▶ [Information shown]:
..........

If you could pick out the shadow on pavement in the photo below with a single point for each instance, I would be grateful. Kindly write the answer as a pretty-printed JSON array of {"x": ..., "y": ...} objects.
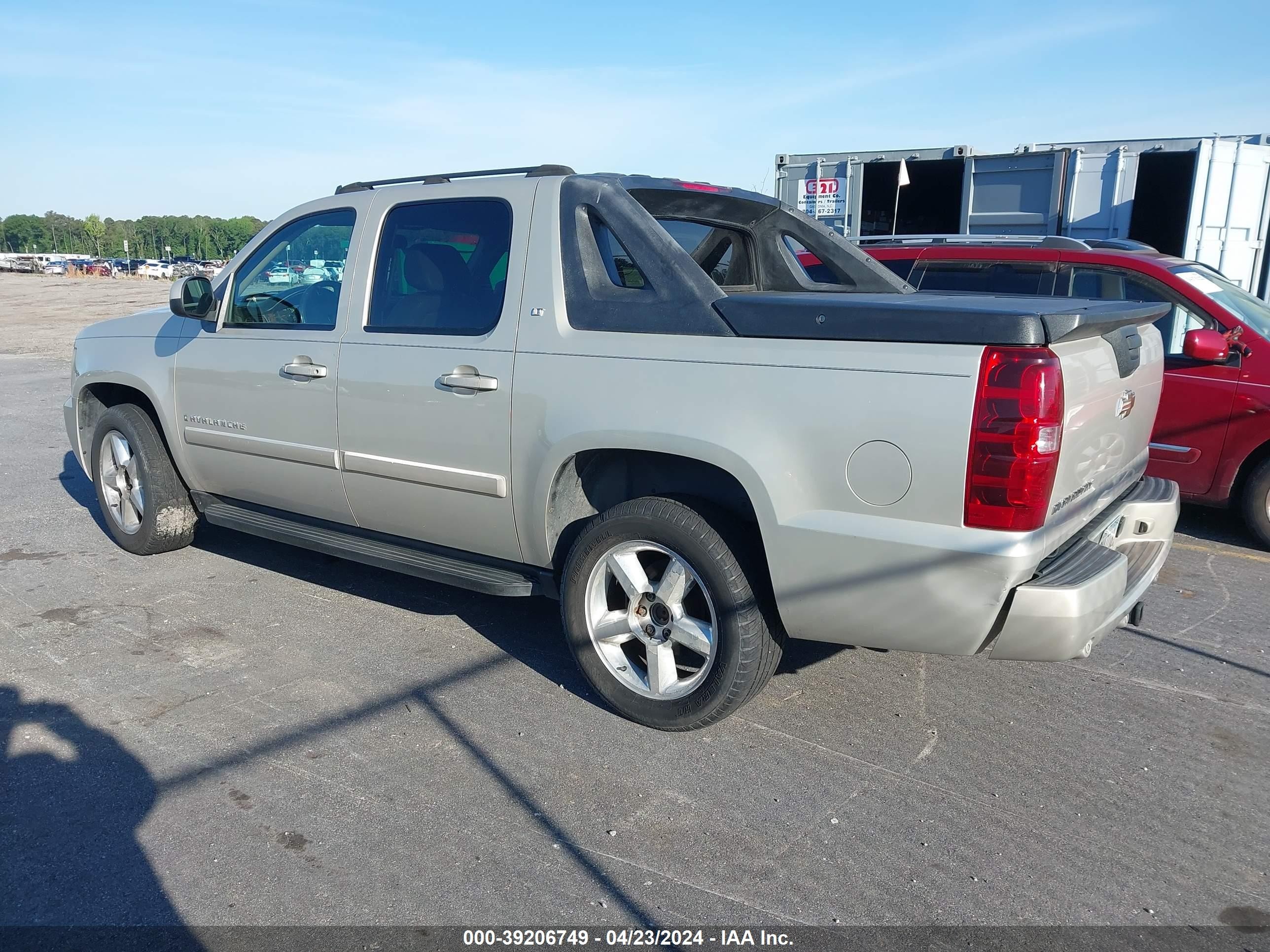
[
  {"x": 68, "y": 838},
  {"x": 80, "y": 489}
]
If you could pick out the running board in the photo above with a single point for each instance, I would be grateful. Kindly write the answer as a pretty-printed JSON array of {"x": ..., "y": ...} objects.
[{"x": 433, "y": 567}]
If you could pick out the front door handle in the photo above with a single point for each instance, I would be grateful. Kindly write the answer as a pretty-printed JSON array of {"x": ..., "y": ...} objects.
[
  {"x": 465, "y": 377},
  {"x": 304, "y": 367}
]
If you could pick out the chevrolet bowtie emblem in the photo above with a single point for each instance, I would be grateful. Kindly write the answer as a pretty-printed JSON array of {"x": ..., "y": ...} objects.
[{"x": 1125, "y": 404}]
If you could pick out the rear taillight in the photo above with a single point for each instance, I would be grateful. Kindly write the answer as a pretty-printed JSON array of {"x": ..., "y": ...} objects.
[{"x": 1015, "y": 437}]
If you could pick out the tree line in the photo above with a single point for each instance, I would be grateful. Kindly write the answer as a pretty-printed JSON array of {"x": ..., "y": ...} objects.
[{"x": 199, "y": 237}]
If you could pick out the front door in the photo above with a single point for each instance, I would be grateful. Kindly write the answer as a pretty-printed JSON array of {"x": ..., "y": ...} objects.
[
  {"x": 426, "y": 369},
  {"x": 256, "y": 395}
]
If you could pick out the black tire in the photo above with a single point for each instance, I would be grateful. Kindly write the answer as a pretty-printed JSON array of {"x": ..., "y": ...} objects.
[
  {"x": 748, "y": 635},
  {"x": 168, "y": 518},
  {"x": 1256, "y": 502}
]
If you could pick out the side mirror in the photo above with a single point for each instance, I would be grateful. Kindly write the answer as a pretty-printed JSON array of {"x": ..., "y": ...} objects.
[
  {"x": 191, "y": 298},
  {"x": 1207, "y": 345}
]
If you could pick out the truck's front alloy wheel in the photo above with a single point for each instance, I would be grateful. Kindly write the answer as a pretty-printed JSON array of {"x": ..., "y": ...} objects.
[
  {"x": 662, "y": 616},
  {"x": 145, "y": 504}
]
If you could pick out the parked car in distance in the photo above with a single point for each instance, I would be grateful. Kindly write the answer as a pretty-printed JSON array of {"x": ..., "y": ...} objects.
[
  {"x": 708, "y": 451},
  {"x": 155, "y": 270},
  {"x": 1212, "y": 435}
]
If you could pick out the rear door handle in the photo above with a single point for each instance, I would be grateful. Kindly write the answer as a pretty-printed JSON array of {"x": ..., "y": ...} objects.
[
  {"x": 304, "y": 367},
  {"x": 465, "y": 377}
]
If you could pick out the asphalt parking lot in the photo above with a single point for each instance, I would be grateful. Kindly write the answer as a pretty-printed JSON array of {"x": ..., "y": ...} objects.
[{"x": 243, "y": 733}]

..........

▶ [Aim of the exercise]: The records above should be reproduced exactly, with no pictures included.

▶ [Full response]:
If you could pick out the shadow on pavement in the photo below with a single point for each instance, I would be grateful. Kindly write the answer as a pretty-printed JSON array of {"x": ..., "y": ...} objects.
[
  {"x": 68, "y": 838},
  {"x": 80, "y": 489}
]
If you could pick out the running board in the photo above with a single point for each instance, I would be grateful. Kindly write the answer as a pretty-printed JSON array of {"x": ..., "y": ...} objects.
[{"x": 433, "y": 567}]
If you could pick out the front door handle in the photo above with a single point for each instance, I would be grateful. Kindly write the answer as a pretty-printed JSON array of {"x": ..., "y": ...} objects.
[
  {"x": 465, "y": 377},
  {"x": 304, "y": 367}
]
If you could pick out the chevrolet bowtie emblem in the photo above with a single point for each instance, I would be grateful. Kindly write the answer as a pretty-printed JSON array of {"x": ..., "y": ...} objects.
[{"x": 1125, "y": 404}]
If you could pick out the rear taillight in the photo above with a single point for each instance, I would be grateful. Kindly write the answer as a pretty-printed JSON array of {"x": ..., "y": ...} objects.
[{"x": 1015, "y": 437}]
If you could pick out the tree line in the photo above with a single point for each instance, I would be grateful. Kindly write the answer as a pretty-printed JSON array of {"x": ..., "y": ...} objects.
[{"x": 199, "y": 237}]
If you could pick out the front door in the photo above with a single point for each instance, I would be grateful. Kindly write the answer as a pretty-printed JSON array of {"x": ..., "y": ...} objects.
[
  {"x": 426, "y": 369},
  {"x": 256, "y": 395}
]
If you could pick out the black tire in the photo above with a single point for each instance, I would be grateful. Kindly write the answer as a pretty-printed JSON array of {"x": ..., "y": ...} objects.
[
  {"x": 748, "y": 635},
  {"x": 168, "y": 518},
  {"x": 1256, "y": 502}
]
If you could pick out the side mirror in the photo above with a single point for each instance, I would be grateful. Kindly write the answer as a pretty-printed JSON array of {"x": ..., "y": ...} objects.
[
  {"x": 191, "y": 298},
  {"x": 1207, "y": 345}
]
If you could pick out the truck's front alloy wheel in the photo above with a single point for each instance, I would be grateful. Kindly write the answer as a pretty-printed JSON array of {"x": ..., "y": ...} objects.
[
  {"x": 662, "y": 616},
  {"x": 145, "y": 504}
]
If you could pick out the parked car in distance in the photo above with a single point for each instance, I would be grateful. Kindly write the answer as a pretty-printed JSON array of {"x": ..., "y": ...} objects.
[
  {"x": 708, "y": 451},
  {"x": 155, "y": 270},
  {"x": 1212, "y": 435}
]
If you could pick out the rear door handle in the photo above with a single point for each instance, I would be grateful. Kindly write the answer as a pretty-printed JSON array of {"x": ..., "y": ...} objects.
[
  {"x": 304, "y": 367},
  {"x": 465, "y": 377}
]
If you could pick out the asphalt parking lot in the photo above with a single point for each instance, I would be grateful. Kindly write the answer as a pretty-printed JSON array of {"x": ..., "y": ...} objects.
[{"x": 243, "y": 733}]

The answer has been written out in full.